**Consegna**
Scrivi il seguito del testo sulla coscienza, riprendendo subito dopo la sua ultima frase.

**Testo del documento**
------------------------

La coscienza crea cose magistrali. Capolavori da non perdere. Ne siamo fieri e felici, perché la coscienza sa rifletterci, mostrarci quello che siamo, e se siamo somiglianti all’ideale di noi. O se siamo scontenti e allora dobbiamo prendere atto dello scontento. La coscienza sta in poltrona e in vacanza, è una spettatrice passiva. Riguardo a quello che conta non può intervenire perché non sa mai come cambiare la vita. Proprio non sa come fare. È quanto chiamiamo io che trae il sentimento di sé da azioni di una natura cui non ha accesso. È natura umana diversa dalla coscienza che ha molti nomi. Sappiamo che non riusciremo più a definirla semplicemente inconscio.

------------------------

**Dati forniti**
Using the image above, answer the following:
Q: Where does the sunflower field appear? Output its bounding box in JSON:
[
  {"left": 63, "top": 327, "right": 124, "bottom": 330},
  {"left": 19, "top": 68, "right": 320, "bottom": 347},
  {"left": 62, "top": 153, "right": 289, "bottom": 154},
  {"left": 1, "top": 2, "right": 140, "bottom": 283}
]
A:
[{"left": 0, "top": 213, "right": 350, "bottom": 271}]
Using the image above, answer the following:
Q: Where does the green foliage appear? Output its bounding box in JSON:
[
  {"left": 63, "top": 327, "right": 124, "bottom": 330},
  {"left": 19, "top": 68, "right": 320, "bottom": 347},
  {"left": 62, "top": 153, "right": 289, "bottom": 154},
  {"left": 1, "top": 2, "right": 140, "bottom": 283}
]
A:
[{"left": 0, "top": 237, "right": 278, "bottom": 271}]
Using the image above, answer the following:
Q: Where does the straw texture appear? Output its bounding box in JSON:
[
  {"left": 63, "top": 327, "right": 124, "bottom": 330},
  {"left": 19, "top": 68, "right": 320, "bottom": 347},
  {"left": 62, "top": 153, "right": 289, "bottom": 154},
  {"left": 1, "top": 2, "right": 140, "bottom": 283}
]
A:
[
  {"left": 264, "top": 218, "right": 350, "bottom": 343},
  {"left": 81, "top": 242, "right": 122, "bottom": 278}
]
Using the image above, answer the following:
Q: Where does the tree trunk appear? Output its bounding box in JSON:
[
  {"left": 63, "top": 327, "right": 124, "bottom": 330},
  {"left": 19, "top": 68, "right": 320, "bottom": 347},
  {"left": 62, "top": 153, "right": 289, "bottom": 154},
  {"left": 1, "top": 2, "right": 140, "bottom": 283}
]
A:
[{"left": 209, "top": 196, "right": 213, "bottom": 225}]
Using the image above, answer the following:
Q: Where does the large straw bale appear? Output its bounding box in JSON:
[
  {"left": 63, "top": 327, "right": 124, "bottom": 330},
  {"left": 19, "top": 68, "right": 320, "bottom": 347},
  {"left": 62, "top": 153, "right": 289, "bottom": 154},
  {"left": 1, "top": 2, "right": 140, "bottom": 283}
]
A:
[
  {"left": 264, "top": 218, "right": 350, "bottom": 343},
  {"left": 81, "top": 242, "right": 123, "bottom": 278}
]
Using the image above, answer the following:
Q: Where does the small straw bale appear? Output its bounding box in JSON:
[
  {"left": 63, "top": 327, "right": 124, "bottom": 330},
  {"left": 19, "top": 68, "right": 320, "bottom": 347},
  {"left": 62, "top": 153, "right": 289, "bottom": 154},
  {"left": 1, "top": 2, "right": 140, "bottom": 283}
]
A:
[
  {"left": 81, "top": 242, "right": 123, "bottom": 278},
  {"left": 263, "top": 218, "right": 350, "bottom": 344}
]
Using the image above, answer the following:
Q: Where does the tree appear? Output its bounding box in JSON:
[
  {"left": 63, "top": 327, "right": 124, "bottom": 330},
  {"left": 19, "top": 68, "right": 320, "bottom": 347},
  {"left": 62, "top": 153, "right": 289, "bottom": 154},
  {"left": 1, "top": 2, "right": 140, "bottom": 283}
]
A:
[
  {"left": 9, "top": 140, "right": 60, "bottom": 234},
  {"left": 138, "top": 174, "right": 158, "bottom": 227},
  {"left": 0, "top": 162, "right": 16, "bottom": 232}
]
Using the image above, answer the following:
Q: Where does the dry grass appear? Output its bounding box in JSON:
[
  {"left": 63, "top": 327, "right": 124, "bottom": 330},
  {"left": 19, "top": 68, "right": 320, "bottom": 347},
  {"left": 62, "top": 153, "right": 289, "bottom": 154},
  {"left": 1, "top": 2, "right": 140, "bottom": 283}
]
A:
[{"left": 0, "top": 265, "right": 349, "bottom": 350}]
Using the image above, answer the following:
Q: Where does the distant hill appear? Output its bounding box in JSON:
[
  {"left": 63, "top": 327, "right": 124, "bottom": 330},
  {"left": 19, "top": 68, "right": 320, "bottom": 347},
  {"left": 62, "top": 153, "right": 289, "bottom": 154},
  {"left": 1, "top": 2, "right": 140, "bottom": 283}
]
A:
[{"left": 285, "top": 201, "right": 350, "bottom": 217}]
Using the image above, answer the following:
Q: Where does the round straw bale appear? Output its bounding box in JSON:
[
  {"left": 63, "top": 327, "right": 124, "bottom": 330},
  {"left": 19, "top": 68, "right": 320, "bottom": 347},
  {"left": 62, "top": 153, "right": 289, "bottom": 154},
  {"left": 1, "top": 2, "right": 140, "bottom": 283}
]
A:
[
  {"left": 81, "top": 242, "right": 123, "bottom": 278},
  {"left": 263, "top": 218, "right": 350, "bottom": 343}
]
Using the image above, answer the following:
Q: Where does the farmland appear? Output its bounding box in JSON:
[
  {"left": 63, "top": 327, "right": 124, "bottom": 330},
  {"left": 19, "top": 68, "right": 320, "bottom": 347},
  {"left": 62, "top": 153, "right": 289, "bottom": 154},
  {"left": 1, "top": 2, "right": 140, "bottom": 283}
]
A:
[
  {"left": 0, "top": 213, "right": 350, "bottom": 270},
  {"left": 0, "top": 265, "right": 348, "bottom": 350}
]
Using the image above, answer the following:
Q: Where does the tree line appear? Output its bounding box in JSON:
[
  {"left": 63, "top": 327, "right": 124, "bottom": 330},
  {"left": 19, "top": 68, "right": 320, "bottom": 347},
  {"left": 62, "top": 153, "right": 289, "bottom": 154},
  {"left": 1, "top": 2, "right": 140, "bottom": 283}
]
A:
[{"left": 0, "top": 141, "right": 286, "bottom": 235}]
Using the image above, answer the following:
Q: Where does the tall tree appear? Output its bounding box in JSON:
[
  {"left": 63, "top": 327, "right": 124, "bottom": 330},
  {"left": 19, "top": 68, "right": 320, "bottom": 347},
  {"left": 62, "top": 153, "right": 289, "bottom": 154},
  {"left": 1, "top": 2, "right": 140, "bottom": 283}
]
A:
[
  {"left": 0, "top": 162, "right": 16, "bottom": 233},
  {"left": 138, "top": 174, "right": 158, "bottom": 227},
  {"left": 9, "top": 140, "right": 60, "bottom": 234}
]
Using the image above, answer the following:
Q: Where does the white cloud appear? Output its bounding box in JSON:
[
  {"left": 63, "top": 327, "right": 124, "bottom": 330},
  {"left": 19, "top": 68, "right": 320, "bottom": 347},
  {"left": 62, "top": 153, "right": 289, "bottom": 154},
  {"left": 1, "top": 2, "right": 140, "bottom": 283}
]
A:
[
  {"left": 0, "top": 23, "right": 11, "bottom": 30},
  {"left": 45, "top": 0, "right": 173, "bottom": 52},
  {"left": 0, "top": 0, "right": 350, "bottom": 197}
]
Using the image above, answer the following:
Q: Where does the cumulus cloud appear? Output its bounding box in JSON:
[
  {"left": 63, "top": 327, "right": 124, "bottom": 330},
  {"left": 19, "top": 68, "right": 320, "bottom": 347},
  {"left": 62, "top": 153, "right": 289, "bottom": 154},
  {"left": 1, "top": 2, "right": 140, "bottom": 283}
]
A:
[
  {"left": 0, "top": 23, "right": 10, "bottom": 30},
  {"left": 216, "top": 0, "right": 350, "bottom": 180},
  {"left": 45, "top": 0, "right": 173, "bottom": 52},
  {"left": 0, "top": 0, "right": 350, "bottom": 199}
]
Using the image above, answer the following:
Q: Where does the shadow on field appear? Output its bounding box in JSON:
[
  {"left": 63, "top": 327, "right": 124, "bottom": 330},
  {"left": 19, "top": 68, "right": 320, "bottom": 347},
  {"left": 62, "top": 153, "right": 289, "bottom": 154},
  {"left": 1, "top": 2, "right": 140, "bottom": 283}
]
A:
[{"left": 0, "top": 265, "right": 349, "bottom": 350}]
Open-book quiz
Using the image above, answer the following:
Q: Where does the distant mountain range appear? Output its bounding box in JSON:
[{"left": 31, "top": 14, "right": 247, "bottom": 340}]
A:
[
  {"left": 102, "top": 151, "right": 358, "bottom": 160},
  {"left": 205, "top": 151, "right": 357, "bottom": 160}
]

------------------------

**Risultato dell'esercizio**
Così ho colorato di rosso le quattro gocce del disegno precedente. Ho colorato il pensiero primitivo, e migliorato in un vero e proprio cucchiaio riconoscibile il mestolo preistorico. Il mestolo che era una traccia ha adesso il sangue, il colore della scienza e della guerra. Le gocce vengono versate durante un temporale di scintille, anch’esse rossastre. Devo aver immaginato le sere davanti al camino. Neanche questo so: da dove arrivano quei trattini rossi pressoché invisibili, ma non ininfluenti sulla percezione del disegno, non indifferenti al giudizio estetico, e non insensibili nella valutazione emotiva dell’osservazione.
La mano ha eseguito le tracce e poi adesso la coscienza fa la riflessione sul disegno. In questo passaggio alla riflessione la coscienza, grazie all’autoconsapevolezza, manifesta la sua importanza per assicurarci la felicità. La scelta del termine felicità appartiene alle capacita di intendimento e volizione del soggetto, ma non so fino in fondo se questa iniziativa sia tutta nel territorio del mondo cosciente. L’essere umano è all’incrocio di differenti ambiti giurisdizionali. La responsabilità è una ricaduta anche della vitalità, è conseguenza anche di un mondo di tracce e segni che non sono definiti esaurientemente dalla terminologia del non cosciente.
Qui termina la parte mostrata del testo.